● **What you need to do**
According to the reputation management article, how much value did United Airlines' stock lose on Tuesday?

Top 3 Brand Reputation Management Lessons Courtesy of United Airlines
It was the shriek heard around the world.
The seemingly mild-mannered Dr. David Dao being forcibly removed from United Airlines flight #3411 earlier this week. It was a move that caused United Airlines’ stock to lose $800 million in value on Tuesday, and the company to suffer nearly a full week of severe reputational hemorrhaging.
If you’re like me, you’ve seen, heard and read enough about this sad incident, so I will spare you from any recap. Instead, let’s take a quick look at several lessons from United’s experience that brands should take note of in this digital age of reputation management:
1) Nothing Stays in Vegas anymore.
If no news is good news, then bad news will travel globally and fast. As humans, we are wired to share stories. And with social media, any crisis can go viral in a matter of seconds. So if something happens, understand that the likelihood is great that someone will have pulled out their phone and recorded it. Brands should adapt their social media policies and practices to accommodate this fact — and this means being proactive on social media when something does go wrong.
2) Forget the lawyers and put people first.
Most crisis teams include attorneys. Rightly so, but there are situations, like in the case of United, where their counsel to refrain from admitting anything is less than useful. Just re-read United CEO Oscar Munoz’s first statement on Monday. His corporate double-speak – “I apologize for having to re-accommodate these customers” – failed to address the most important part of his apology, which is acknowledging the violent behavior that led to Dr. Dao’s suffering.

(Point localization data)

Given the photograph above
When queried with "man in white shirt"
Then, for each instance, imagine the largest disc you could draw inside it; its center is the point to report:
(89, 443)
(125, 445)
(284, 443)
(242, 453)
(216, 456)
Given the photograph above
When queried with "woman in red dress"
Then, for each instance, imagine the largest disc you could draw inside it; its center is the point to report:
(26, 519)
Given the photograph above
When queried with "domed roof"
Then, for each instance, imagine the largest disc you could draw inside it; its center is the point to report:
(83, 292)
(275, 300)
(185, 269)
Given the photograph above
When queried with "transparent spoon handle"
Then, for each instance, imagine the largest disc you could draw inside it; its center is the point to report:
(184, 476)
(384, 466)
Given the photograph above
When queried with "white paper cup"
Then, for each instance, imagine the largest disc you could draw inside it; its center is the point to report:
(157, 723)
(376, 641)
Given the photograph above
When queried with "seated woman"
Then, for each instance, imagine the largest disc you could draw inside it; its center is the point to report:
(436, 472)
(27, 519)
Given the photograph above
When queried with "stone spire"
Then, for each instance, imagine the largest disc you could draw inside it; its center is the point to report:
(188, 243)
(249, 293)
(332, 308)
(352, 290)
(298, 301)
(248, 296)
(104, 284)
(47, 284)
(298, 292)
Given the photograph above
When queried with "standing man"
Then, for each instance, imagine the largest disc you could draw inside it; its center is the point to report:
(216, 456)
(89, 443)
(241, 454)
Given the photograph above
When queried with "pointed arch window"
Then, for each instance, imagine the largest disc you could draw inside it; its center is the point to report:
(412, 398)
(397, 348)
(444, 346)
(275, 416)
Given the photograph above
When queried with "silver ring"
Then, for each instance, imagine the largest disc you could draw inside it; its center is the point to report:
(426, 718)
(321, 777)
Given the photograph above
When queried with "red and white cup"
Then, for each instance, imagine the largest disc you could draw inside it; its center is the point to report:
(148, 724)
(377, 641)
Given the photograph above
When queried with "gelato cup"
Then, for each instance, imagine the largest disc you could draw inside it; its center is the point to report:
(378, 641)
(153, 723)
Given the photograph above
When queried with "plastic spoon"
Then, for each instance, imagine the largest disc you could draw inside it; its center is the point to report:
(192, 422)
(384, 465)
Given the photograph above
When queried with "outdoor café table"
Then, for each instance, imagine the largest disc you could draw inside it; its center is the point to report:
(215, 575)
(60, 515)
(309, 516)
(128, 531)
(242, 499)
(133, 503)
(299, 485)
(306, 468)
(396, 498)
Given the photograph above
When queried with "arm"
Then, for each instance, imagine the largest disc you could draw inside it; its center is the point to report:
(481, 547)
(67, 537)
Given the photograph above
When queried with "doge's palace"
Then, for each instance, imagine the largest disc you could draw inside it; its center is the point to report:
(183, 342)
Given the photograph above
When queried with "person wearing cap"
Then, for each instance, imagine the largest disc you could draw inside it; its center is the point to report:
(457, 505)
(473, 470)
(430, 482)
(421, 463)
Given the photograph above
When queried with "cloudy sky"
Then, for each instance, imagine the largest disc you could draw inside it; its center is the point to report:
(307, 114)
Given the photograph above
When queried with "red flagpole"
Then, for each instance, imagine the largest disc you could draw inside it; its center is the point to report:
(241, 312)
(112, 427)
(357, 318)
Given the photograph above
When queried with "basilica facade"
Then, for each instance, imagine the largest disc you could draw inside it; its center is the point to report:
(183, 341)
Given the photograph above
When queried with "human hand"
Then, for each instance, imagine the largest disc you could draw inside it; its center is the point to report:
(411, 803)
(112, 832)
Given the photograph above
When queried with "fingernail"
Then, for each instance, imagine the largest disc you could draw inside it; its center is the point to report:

● **Task answer**
$800 million